(Data extracted from a collection)
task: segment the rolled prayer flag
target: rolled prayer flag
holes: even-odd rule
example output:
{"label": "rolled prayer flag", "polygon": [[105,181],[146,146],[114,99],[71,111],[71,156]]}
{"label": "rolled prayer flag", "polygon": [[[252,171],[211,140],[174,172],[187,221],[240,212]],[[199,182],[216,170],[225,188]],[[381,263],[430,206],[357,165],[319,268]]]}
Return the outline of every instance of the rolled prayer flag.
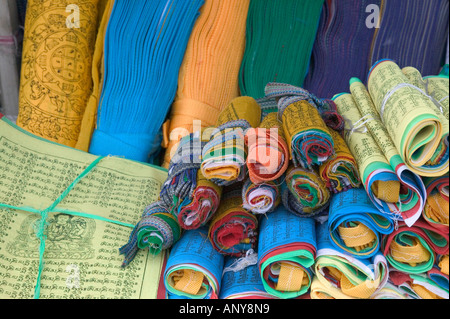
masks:
{"label": "rolled prayer flag", "polygon": [[140,221],[131,232],[128,243],[119,249],[125,255],[122,267],[128,266],[139,249],[148,248],[152,255],[172,247],[181,237],[181,228],[175,217],[161,201],[147,206]]}
{"label": "rolled prayer flag", "polygon": [[291,102],[283,98],[278,104],[284,135],[294,165],[310,169],[334,154],[333,138],[313,105],[305,100]]}
{"label": "rolled prayer flag", "polygon": [[269,113],[258,128],[251,128],[245,134],[247,169],[255,184],[278,179],[289,165],[289,148],[277,116],[276,112]]}
{"label": "rolled prayer flag", "polygon": [[448,234],[421,219],[411,227],[400,222],[398,229],[383,237],[381,248],[392,268],[420,274],[433,268],[437,255],[448,254]]}
{"label": "rolled prayer flag", "polygon": [[242,188],[242,207],[253,214],[265,214],[275,210],[281,202],[280,198],[280,180],[254,184],[247,179]]}
{"label": "rolled prayer flag", "polygon": [[302,217],[323,219],[328,216],[330,192],[315,170],[290,166],[282,185],[283,205]]}
{"label": "rolled prayer flag", "polygon": [[380,252],[382,237],[394,230],[394,222],[373,205],[363,188],[354,188],[331,199],[328,230],[338,251],[367,259]]}
{"label": "rolled prayer flag", "polygon": [[27,11],[17,125],[75,147],[92,90],[99,0],[29,0]]}
{"label": "rolled prayer flag", "polygon": [[178,207],[181,228],[195,229],[207,225],[219,207],[221,196],[222,187],[207,180],[198,170],[192,197],[186,197]]}
{"label": "rolled prayer flag", "polygon": [[415,299],[448,299],[447,286],[439,285],[429,273],[410,274],[399,271],[391,271],[391,280]]}
{"label": "rolled prayer flag", "polygon": [[239,73],[242,95],[262,98],[268,82],[302,86],[323,3],[324,0],[250,1]]}
{"label": "rolled prayer flag", "polygon": [[445,127],[432,99],[387,59],[372,66],[367,87],[405,164],[420,176],[447,173],[449,150],[442,143]]}
{"label": "rolled prayer flag", "polygon": [[311,299],[369,299],[389,278],[386,258],[378,251],[365,259],[337,250],[327,223],[316,226],[317,256]]}
{"label": "rolled prayer flag", "polygon": [[257,264],[234,269],[239,259],[225,257],[219,299],[275,299],[264,290]]}
{"label": "rolled prayer flag", "polygon": [[258,220],[242,206],[241,185],[223,190],[216,214],[209,225],[208,237],[218,252],[242,257],[256,248]]}
{"label": "rolled prayer flag", "polygon": [[[364,188],[375,207],[387,217],[413,225],[425,205],[423,181],[398,155],[362,83],[354,80],[351,90],[333,100],[346,119],[344,138]],[[364,116],[358,107],[364,108]]]}
{"label": "rolled prayer flag", "polygon": [[89,152],[157,163],[187,42],[203,0],[115,1]]}
{"label": "rolled prayer flag", "polygon": [[315,221],[279,206],[261,219],[258,267],[264,289],[278,298],[305,295],[316,255]]}
{"label": "rolled prayer flag", "polygon": [[188,299],[217,299],[224,257],[208,240],[208,229],[186,231],[173,246],[164,271],[169,294]]}
{"label": "rolled prayer flag", "polygon": [[239,69],[245,50],[250,0],[205,0],[192,29],[166,122],[164,167],[178,137],[213,126],[219,113],[239,94]]}
{"label": "rolled prayer flag", "polygon": [[219,186],[243,181],[246,175],[245,130],[258,127],[261,108],[255,99],[235,98],[220,113],[216,129],[203,148],[201,170]]}
{"label": "rolled prayer flag", "polygon": [[424,178],[427,201],[422,212],[424,220],[443,233],[449,233],[449,176]]}
{"label": "rolled prayer flag", "polygon": [[342,136],[329,129],[334,143],[334,155],[319,167],[319,174],[331,193],[336,194],[361,186],[358,166]]}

*TASK TO COMPLETE*: Leaving aside the images, write out the entries above word for word.

*REPLY TO THE TASK*:
task: segment the rolled prayer flag
target: rolled prayer flag
holes: even-odd rule
example output:
{"label": "rolled prayer flag", "polygon": [[105,181],[146,146],[114,99],[71,111],[71,156]]}
{"label": "rolled prayer flag", "polygon": [[[252,171],[211,140],[174,172],[187,221],[240,212]],[[199,182],[216,170],[225,188]],[[381,263],[430,206],[357,165],[319,268]]]}
Return the outline of every instance of the rolled prayer flag.
masks:
{"label": "rolled prayer flag", "polygon": [[140,221],[131,232],[128,243],[119,249],[125,255],[122,267],[128,266],[139,249],[148,248],[152,255],[172,247],[181,237],[181,228],[175,217],[161,201],[147,206]]}
{"label": "rolled prayer flag", "polygon": [[291,102],[283,98],[278,104],[284,135],[294,165],[310,169],[334,154],[333,138],[313,105],[305,100]]}
{"label": "rolled prayer flag", "polygon": [[269,113],[258,128],[251,128],[245,134],[247,169],[255,184],[278,179],[289,165],[289,148],[277,116],[276,112]]}
{"label": "rolled prayer flag", "polygon": [[448,234],[421,219],[411,227],[400,222],[398,229],[383,237],[381,248],[392,268],[420,274],[433,268],[437,255],[448,254]]}
{"label": "rolled prayer flag", "polygon": [[242,188],[242,207],[253,214],[265,214],[275,210],[281,202],[280,198],[280,180],[254,184],[247,179]]}
{"label": "rolled prayer flag", "polygon": [[302,217],[323,219],[328,216],[330,192],[315,170],[290,166],[282,185],[283,205]]}
{"label": "rolled prayer flag", "polygon": [[380,252],[382,237],[394,230],[394,222],[373,205],[363,188],[354,188],[331,199],[328,230],[338,251],[367,259]]}
{"label": "rolled prayer flag", "polygon": [[27,11],[17,125],[75,147],[92,90],[99,0],[29,0]]}
{"label": "rolled prayer flag", "polygon": [[178,207],[181,228],[195,229],[207,225],[219,207],[221,196],[222,187],[207,180],[198,170],[192,197],[186,197]]}
{"label": "rolled prayer flag", "polygon": [[415,299],[448,299],[447,286],[439,285],[429,273],[410,274],[399,271],[391,271],[391,280]]}
{"label": "rolled prayer flag", "polygon": [[239,73],[242,95],[262,98],[268,82],[302,86],[323,3],[324,0],[250,1]]}
{"label": "rolled prayer flag", "polygon": [[445,127],[432,99],[387,59],[372,66],[367,87],[405,164],[420,176],[447,173],[449,150],[442,143]]}
{"label": "rolled prayer flag", "polygon": [[311,299],[369,299],[389,278],[386,258],[378,251],[365,259],[337,250],[327,223],[316,226],[317,256]]}
{"label": "rolled prayer flag", "polygon": [[257,264],[234,269],[239,259],[225,257],[219,299],[275,299],[264,290]]}
{"label": "rolled prayer flag", "polygon": [[258,220],[242,206],[241,185],[223,190],[216,214],[209,225],[208,237],[218,252],[242,257],[256,248]]}
{"label": "rolled prayer flag", "polygon": [[[364,188],[375,207],[387,217],[413,225],[425,205],[423,181],[398,155],[362,83],[354,80],[351,90],[333,100],[346,119],[344,138]],[[364,116],[358,107],[364,108]]]}
{"label": "rolled prayer flag", "polygon": [[89,152],[157,163],[187,42],[203,0],[115,1]]}
{"label": "rolled prayer flag", "polygon": [[315,221],[279,206],[261,219],[258,267],[264,289],[278,298],[305,295],[316,255]]}
{"label": "rolled prayer flag", "polygon": [[188,299],[217,299],[224,257],[208,240],[208,229],[186,231],[173,246],[164,271],[169,294]]}
{"label": "rolled prayer flag", "polygon": [[239,69],[245,50],[250,0],[205,0],[192,29],[166,122],[164,167],[178,137],[213,126],[219,113],[239,94]]}
{"label": "rolled prayer flag", "polygon": [[219,186],[243,181],[246,175],[245,130],[258,127],[261,108],[255,99],[235,98],[220,113],[216,129],[203,148],[201,170]]}
{"label": "rolled prayer flag", "polygon": [[424,178],[427,201],[422,212],[424,220],[443,233],[449,233],[449,176]]}
{"label": "rolled prayer flag", "polygon": [[342,136],[329,129],[334,143],[334,155],[319,167],[319,174],[331,193],[336,194],[361,186],[358,166]]}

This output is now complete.